━━━ Page extract ━━━

Nice rubber bands, nice width
and strength, and fresh. Yet, if
there are any that I miss, in two
or three days of being in the
hot sunlight, they're already
dried out and brittle enough to
snap at the first stretch. It's
like an amazing, invisible
process, always underway; a
million and one things we never
see or think about. The entire
world, all of Reality is, in that
respect, one giant act of suspension,
a process of change and mix and
alteration constantly at work.
And that's only in our seen,
tangible world - something
like, for example automobile
paint. Look at it today, as a new
burgundy color, and look again
in 10 years to see the results
of fade and sunlight and
ultraviolet rays and the crackings
in the clear coat and all that.
'Build ye not up, treasures in
this world; for they fade before
the calling of dawn.'
-
The cool thing about life is
the way it was composed - by
how and by whatever ongoing -
how you DON'T have to know
this stuff, nor be aware of it.
Your participation is neither
needed nor invited. Like the
'active' God which we all
just consider active no more,
the presence of all this change
and alteration remains ongoing,
quiet, and stealthy. Like the 
act of breathing itself. And it all
operates without our sense
of time, and our 'Time'
of course means absolutely
nothing to it. St. Augustine,
in his 'Confessions' becomes
obsessed with the nature of
'time'  -  or what we refer to
'time' as  - and his own existence
within it. Feeling himself
'scattered through past and
future, with every 'now'
becoming a 'then' the minute
his attention touches it, yet
all the while intuiting an
existence that transcends
time altogether,' Augustine
comes close to despair. Oddly
enough, he gets over this
despair by finding in Scripture
something that leads him to
a realization that 'life in God
entails forgetting the past,
and moving not towards
those future things which are
transitory but to the 'things
which are' before him.' I'm
still not sure what that means,
but I know that I've disagreed
with it and find it opposed to my
own worldview  -  even though
I do not know why that would
be. Life seems to entail, for me,
NOT forgetting the past, and
building onward from that
whole and learned knowledge.

━━━

> **Task statement**:
Can you continue the reflection on change and time from its last sentence? The data isn't needed.

━━━ Dataset records ━━━

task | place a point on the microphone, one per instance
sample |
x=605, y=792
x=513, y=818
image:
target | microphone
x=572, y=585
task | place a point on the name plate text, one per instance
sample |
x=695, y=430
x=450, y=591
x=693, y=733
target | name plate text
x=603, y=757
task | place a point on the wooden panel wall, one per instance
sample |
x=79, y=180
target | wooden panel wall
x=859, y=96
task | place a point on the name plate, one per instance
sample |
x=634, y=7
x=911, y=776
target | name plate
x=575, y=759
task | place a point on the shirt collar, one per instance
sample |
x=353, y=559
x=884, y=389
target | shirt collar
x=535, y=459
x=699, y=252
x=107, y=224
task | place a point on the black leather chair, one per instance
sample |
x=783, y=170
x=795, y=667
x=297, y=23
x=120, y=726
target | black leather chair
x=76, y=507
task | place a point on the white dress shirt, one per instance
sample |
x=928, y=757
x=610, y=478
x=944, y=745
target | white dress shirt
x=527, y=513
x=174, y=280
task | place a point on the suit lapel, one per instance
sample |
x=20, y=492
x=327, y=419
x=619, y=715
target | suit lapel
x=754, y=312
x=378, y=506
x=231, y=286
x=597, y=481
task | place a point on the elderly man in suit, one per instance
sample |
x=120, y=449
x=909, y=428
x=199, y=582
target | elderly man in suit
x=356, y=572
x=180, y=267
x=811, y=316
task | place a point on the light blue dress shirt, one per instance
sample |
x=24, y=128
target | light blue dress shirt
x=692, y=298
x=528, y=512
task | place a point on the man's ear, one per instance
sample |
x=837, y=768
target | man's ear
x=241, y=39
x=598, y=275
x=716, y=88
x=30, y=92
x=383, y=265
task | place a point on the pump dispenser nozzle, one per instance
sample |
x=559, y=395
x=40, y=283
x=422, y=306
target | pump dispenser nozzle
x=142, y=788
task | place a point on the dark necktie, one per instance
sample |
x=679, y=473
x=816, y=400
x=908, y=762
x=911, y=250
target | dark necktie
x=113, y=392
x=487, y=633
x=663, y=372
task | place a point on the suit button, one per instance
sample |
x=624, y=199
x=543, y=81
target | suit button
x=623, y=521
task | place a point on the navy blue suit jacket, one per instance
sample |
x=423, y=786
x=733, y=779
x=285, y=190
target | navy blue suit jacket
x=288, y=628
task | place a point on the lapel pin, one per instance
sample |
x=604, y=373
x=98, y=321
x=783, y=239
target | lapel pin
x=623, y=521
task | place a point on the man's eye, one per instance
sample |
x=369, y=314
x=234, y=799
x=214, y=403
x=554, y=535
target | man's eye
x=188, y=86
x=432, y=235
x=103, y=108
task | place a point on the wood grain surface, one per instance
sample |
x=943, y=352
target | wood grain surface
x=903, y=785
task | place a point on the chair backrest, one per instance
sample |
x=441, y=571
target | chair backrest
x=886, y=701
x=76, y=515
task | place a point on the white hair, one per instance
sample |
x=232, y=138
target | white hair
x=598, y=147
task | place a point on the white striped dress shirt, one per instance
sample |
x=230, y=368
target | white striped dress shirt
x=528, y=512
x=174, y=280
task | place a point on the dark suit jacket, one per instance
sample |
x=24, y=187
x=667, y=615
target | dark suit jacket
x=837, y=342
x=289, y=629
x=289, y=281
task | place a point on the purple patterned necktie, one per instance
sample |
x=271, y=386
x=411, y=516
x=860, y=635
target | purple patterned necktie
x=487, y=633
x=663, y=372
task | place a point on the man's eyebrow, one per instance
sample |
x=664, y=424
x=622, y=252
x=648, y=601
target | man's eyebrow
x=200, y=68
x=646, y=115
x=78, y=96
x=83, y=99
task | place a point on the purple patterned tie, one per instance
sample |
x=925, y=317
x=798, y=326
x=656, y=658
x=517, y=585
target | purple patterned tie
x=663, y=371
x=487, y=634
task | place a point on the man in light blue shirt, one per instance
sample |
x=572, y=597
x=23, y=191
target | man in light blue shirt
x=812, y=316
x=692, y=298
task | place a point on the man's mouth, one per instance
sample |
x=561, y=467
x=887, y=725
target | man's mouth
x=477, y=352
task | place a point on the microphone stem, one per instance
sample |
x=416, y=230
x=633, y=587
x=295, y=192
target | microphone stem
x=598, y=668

━━━

> **Task result**:
Otherwise  -  it seems to me  -  
we just scratch blindly. Merely 
look around you, to see what 
I mean  :  Scriptural or not ,
(which only makes it more
suspect to me, frankly).
Sometimes I have found
Augustine to be so full of
BS that his work is a poor
underpinning for 'religion.'
Faith as a form of forgetting?
No wonder churches pave
their parking lots and install
elevators and air-conditioning.
That's not humanity serving 
God; that's a 'God' concept 
being used to serve humanity;
which apparently only wishes to
worship when it's comfortable.
Ridiculous, from all angles.
-
No, I'd rather walk with the
past and hang with the dead than
imbibe with the living and waste
time with today.
-
I'll get back to that in a moment,
but, in the meantime, the jangling
nerves of steel which we are all
supposed to carry with us have
long ago failed. There's little
left of substance anywhere;
just look around you. Notre
Dame burns, and all they can
do is trivialize even that, by
making it a frilly, tourist
disaster with no bearings or
underpinnings to the world far
behind us (and burnt away?)
which we've long ago left. One
day it's the yellow vests; the
next day it's Notre Dame, and
then it all moves on anyway.
Nothing gets aired, unless
maybe they can hang an ad
or a commercial onto it. I've
always liked solid ground,
places with long story-lines,
with a past and a back-story 
that a person can draw from.
I write, I document and delve
Most people don't do that, so 
I guess that's how and why
the past gets dissolved away,
can be made to disappear, and
have no more meaning. Not
for me; all of that remains too
vital and too important.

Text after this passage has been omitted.